-------- TEXTO DE ESTUDO

Hesitação vacinal contra a Covid-19 para o público pediátrico brasileiro e seus fatores associados: uma revisão de literatura

Vaccination hesitancy against COVID-19 to the Brazilian pediatric population and associated factors: a literature review

 

Luan Nascimento Lázaro1; Carolina Masutti2

 

DOI:10.31365/issn.2595-1769.v24i2p36-42

1. Universidade de Ribeirão Preto, Discente do curso de Medicina - Guarujá - SP - Brasil
2. Universidade de Ribeirão Preto, Docente do departamento de Pediatria do curso de Medicina - Guarujá - SP - Brasil

 

Endereço para correspondência:

Luan Nascimento Lázaro
luan.lazaro@sou.unaerp.edu.br

Instituição: Universidade de Ribeirão Preto, Guarujá, SP, Brasil

Recebido em: 27/04/2023
Aprovado em: 22/01/2024

 

Resumo

INTRODUÇÃO: Uma atualidade cada vez mais moldada pela disseminação veloz de informações trouxe a vacinação em crianças como pauta entre todos os segmentos da sociedade. A pandemia do novo coronavírus impulsionou o fortalecimento de ideologias e movimentos, por parte de todo o país, que se colocam contra a aplicação de vacinas - principalmente ao público pediátrico.

----------------
-------- MATERIAL DE ESTUDO

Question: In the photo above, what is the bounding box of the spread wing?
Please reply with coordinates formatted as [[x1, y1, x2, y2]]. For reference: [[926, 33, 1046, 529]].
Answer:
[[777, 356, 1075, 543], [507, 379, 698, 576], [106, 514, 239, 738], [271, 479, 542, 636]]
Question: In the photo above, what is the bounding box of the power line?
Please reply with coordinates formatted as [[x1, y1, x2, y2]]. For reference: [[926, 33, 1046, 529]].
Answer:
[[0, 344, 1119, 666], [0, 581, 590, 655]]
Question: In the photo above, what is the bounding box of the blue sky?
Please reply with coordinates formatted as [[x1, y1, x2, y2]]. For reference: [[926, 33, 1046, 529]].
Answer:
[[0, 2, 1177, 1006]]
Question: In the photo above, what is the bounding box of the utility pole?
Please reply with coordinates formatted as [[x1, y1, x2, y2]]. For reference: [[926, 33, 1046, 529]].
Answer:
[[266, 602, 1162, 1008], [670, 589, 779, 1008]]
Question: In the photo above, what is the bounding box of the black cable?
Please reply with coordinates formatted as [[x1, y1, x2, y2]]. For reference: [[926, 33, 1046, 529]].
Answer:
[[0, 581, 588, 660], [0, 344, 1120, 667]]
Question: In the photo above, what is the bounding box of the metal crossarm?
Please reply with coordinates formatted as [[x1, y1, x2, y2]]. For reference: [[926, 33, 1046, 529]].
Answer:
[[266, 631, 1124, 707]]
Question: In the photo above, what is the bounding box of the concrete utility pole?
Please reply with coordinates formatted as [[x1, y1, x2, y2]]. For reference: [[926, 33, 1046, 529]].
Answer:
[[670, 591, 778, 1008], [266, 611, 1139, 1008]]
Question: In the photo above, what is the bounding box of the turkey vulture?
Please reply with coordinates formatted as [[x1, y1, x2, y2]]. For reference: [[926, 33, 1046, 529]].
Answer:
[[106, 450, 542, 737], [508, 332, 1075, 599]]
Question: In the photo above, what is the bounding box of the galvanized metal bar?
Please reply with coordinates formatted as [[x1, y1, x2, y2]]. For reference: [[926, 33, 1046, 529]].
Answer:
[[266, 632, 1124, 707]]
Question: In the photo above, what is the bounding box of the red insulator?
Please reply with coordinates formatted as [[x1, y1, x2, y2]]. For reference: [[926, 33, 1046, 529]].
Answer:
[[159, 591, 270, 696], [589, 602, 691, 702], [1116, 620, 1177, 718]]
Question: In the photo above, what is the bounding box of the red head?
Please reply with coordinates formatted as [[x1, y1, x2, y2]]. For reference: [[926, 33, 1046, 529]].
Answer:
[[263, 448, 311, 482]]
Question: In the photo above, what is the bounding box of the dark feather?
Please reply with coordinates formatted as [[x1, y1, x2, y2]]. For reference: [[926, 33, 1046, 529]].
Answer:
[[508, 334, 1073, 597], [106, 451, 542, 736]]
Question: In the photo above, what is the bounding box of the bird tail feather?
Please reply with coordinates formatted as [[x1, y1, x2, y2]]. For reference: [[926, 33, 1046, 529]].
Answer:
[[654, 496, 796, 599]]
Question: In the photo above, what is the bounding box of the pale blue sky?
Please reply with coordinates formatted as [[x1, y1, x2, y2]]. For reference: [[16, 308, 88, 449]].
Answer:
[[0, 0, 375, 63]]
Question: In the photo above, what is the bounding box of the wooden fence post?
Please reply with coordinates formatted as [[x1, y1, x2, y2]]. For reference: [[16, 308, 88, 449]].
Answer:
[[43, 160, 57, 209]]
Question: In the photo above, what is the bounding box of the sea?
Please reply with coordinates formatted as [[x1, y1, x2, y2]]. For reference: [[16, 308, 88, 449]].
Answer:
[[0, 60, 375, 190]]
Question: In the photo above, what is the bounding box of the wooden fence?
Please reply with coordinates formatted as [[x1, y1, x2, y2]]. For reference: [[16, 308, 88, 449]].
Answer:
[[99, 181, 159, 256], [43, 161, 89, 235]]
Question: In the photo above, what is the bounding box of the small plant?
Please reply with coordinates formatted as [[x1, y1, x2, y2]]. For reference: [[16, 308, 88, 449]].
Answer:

----------------

## DESCRIÇÃO DA TAREFA
De acordo com o texto de estudo, o que a pandemia do novo coronavírus impulsionou?

## RESPOSTA ESPERADA
O fortalecimento de ideologias e movimentos, por parte de todo o país, que se colocam contra a aplicação de vacinas, principalmente ao público pediátrico.